TASK GOAL: The records below are to be retyped in full, without any alteration.

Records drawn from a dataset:
○ ○ ○ ○ ○

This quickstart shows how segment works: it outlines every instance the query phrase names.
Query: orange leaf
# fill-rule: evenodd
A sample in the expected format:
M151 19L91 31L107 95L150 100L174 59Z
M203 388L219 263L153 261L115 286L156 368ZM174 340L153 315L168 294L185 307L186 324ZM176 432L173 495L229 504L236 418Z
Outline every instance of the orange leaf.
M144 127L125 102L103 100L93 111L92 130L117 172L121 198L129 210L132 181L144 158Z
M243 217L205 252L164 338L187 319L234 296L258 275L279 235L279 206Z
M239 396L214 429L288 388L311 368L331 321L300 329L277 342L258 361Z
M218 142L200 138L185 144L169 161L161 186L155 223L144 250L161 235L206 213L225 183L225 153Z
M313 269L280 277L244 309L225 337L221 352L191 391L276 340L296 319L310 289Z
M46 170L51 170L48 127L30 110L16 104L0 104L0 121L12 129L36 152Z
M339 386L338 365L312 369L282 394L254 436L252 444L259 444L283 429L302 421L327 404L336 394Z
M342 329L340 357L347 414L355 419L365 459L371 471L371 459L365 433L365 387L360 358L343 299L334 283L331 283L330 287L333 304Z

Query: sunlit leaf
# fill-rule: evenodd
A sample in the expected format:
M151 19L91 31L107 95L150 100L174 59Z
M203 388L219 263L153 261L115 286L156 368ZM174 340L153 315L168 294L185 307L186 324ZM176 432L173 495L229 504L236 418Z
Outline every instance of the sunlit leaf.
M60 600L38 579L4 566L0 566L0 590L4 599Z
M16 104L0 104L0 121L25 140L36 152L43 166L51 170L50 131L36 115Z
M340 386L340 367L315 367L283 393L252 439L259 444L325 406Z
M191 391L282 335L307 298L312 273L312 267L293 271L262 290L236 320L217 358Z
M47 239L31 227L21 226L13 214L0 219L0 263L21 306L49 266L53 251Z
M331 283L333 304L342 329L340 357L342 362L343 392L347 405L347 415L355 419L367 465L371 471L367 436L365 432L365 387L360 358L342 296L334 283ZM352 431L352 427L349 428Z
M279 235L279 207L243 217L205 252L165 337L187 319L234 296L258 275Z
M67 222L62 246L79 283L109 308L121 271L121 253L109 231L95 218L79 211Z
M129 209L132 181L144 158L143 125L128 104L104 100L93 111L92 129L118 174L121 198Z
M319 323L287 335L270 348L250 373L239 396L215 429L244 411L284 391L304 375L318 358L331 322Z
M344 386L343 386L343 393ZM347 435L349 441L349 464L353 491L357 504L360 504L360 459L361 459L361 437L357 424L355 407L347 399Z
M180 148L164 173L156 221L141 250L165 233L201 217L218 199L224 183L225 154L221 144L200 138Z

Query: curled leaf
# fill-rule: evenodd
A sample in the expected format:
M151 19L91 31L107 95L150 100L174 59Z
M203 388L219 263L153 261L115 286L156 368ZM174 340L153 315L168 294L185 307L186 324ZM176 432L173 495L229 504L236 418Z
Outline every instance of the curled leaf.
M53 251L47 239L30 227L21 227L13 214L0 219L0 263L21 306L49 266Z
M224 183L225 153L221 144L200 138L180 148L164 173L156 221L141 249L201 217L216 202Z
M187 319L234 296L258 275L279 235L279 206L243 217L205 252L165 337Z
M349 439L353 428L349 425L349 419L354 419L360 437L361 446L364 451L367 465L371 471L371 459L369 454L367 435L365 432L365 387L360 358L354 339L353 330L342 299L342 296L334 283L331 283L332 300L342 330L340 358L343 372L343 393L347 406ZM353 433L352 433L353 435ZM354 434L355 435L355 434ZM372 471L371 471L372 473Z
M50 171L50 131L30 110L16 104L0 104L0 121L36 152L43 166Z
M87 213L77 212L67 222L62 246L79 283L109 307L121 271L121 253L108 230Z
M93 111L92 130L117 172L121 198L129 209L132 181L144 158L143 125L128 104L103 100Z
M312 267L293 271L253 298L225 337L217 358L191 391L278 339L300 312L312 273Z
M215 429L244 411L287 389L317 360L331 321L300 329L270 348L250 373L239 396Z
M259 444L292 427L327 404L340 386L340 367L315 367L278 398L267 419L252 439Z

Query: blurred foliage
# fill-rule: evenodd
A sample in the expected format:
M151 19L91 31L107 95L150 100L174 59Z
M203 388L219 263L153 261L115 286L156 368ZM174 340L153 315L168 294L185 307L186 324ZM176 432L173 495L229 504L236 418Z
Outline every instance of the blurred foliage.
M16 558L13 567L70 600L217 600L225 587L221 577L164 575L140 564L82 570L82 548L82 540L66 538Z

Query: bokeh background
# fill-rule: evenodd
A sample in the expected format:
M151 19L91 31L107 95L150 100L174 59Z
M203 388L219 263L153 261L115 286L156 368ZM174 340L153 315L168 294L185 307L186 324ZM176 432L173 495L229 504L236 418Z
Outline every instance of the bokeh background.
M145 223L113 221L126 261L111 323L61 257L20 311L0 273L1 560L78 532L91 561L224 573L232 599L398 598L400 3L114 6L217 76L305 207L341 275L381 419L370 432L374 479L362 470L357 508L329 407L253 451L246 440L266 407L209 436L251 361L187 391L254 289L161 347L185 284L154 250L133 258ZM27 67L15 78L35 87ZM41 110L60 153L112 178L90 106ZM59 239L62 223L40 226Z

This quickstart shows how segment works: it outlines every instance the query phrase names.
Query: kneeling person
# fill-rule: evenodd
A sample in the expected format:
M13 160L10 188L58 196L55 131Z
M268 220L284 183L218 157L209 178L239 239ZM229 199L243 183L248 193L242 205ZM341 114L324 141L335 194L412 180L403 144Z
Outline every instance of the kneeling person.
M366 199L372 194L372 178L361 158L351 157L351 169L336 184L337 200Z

○ ○ ○ ○ ○

TASK RESPONSE:
This quickstart shows how segment works: it outlines every instance the query phrase names.
Query: orange leaf
# fill-rule: evenodd
A sample in the expected format:
M151 19L91 31L107 95L150 100L174 59Z
M203 388L219 263L153 261L115 286L156 368ZM174 340L153 315L168 294L185 307L186 324ZM176 432L173 495L229 504L236 418Z
Outline every instance of the orange leaf.
M144 127L125 102L103 100L93 111L92 130L117 172L121 198L129 210L132 181L144 158Z
M243 217L205 252L164 338L187 319L234 296L258 275L279 235L279 206Z
M239 396L214 429L288 388L311 368L331 321L300 329L277 342L258 361Z
M218 142L200 138L185 144L169 161L161 186L155 223L144 250L161 235L206 213L225 183L225 153Z
M313 269L280 277L244 309L225 337L221 352L191 391L276 340L296 319L310 289Z
M46 170L51 170L48 127L30 110L16 104L0 104L0 121L12 129L36 152Z
M339 386L338 365L312 369L282 394L254 436L252 444L259 444L283 429L302 421L327 404L336 394Z
M342 329L340 357L347 414L355 419L365 459L371 471L371 459L365 433L365 387L360 358L343 299L334 283L331 283L330 287L333 304Z

Query: sunlit leaf
# fill-rule: evenodd
A sample in the expected format:
M151 19L91 31L107 95L150 100L174 59Z
M203 388L219 263L153 261L115 286L156 368ZM174 340L153 315L168 294L185 307L186 324ZM176 432L173 495L229 504L236 418Z
Outline every instance of the sunlit leaf.
M60 600L38 579L4 566L0 566L0 590L4 599Z
M16 104L0 104L0 121L25 140L36 152L43 166L51 170L50 131L36 115Z
M340 386L340 367L315 367L283 393L252 439L259 444L325 406Z
M191 391L282 335L307 298L312 273L312 267L293 271L262 290L236 320L217 358Z
M47 239L31 227L21 226L13 214L0 219L0 263L21 306L49 266L53 251Z
M331 283L333 304L342 329L340 357L342 362L343 392L347 405L347 415L355 419L367 465L371 471L367 436L365 432L365 387L360 358L342 296L334 283ZM352 431L352 427L349 428Z
M279 235L279 207L243 217L205 252L165 337L187 319L234 296L258 275Z
M67 222L62 246L79 283L109 308L121 271L121 253L109 231L95 218L79 211Z
M129 209L132 181L144 158L143 125L128 104L104 100L93 111L92 129L118 174L121 198Z
M319 323L287 335L270 348L250 373L239 396L215 429L244 411L284 391L304 375L318 358L331 322Z
M344 386L343 386L343 393ZM347 435L349 441L349 464L353 491L357 504L360 504L360 459L361 459L361 437L357 424L355 407L347 399Z
M180 148L164 173L156 221L141 250L165 233L201 217L218 199L224 183L225 154L221 144L200 138Z

Query: curled leaf
# fill-rule: evenodd
A sample in the expected format:
M151 19L91 31L107 95L150 100L174 59Z
M203 388L219 263L153 261L115 286L156 368ZM174 340L153 315L168 294L185 307L186 324ZM176 432L173 495L229 504L236 418Z
Outline every instance of the curled leaf.
M53 251L47 239L30 227L21 227L13 214L0 219L0 263L21 306L49 266Z
M224 183L225 153L221 144L200 138L180 148L164 173L156 221L141 249L201 217L216 202Z
M187 319L234 296L258 275L279 235L279 206L243 217L205 252L165 337Z
M349 439L353 428L349 425L349 419L354 419L360 437L361 446L364 451L367 465L371 471L371 459L369 454L367 435L365 432L365 387L360 358L354 339L353 330L342 299L342 296L334 283L331 283L332 300L342 330L340 358L343 372L343 393L347 406ZM353 433L352 433L353 435ZM354 434L355 435L355 434ZM372 471L371 471L372 473Z
M50 171L50 131L30 110L16 104L0 104L0 121L36 152L43 166Z
M87 213L77 212L67 222L62 246L79 283L109 307L121 271L121 253L108 230Z
M93 111L92 130L117 172L121 198L129 209L132 181L144 158L143 125L128 104L103 100Z
M312 267L293 271L253 298L225 337L217 358L191 391L278 339L300 312L312 273Z
M215 429L244 411L287 389L317 360L331 321L300 329L270 348L250 373L239 396Z
M259 444L292 427L327 404L340 386L340 367L315 367L278 398L267 419L252 439Z

Query: blurred foliage
# fill-rule: evenodd
A sample in the expected format:
M151 19L91 31L107 95L150 100L174 59Z
M203 388L219 263L153 261L115 286L156 368ZM174 340L153 315L168 294L185 307L186 324ZM176 432L173 495L229 504L236 418Z
Outline every instance of the blurred foliage.
M16 558L13 567L70 600L217 600L225 587L221 577L164 575L140 564L82 570L82 548L82 540L66 538Z

Query: bokeh background
# fill-rule: evenodd
A sample in the expected format:
M151 19L91 31L107 95L150 100L174 59Z
M203 388L219 263L153 261L115 286L156 368ZM174 340L153 315L168 294L185 307L186 324ZM176 432L173 495L229 504L236 418Z
Outline every instance of the bokeh background.
M145 223L113 221L126 261L111 323L61 257L20 311L0 273L1 560L78 532L91 561L224 573L232 599L398 598L400 3L114 6L217 76L305 207L341 275L381 419L370 432L374 479L362 470L357 508L329 407L253 451L246 440L266 407L209 436L251 361L187 391L254 289L161 347L185 284L154 250L133 258ZM27 67L15 78L35 87ZM41 110L60 153L112 178L90 106ZM59 239L62 223L40 226Z

This quickstart shows how segment works: it outlines every instance the query phrase names.
Query: kneeling person
# fill-rule: evenodd
A sample in the expected format:
M13 160L10 188L58 196L55 131Z
M268 220L284 183L218 157L209 178L239 239ZM229 199L243 183L248 193L242 205ZM341 114L324 141L335 194L412 180L403 144Z
Outline every instance of the kneeling person.
M366 199L372 194L372 178L361 158L351 157L351 169L336 184L337 200Z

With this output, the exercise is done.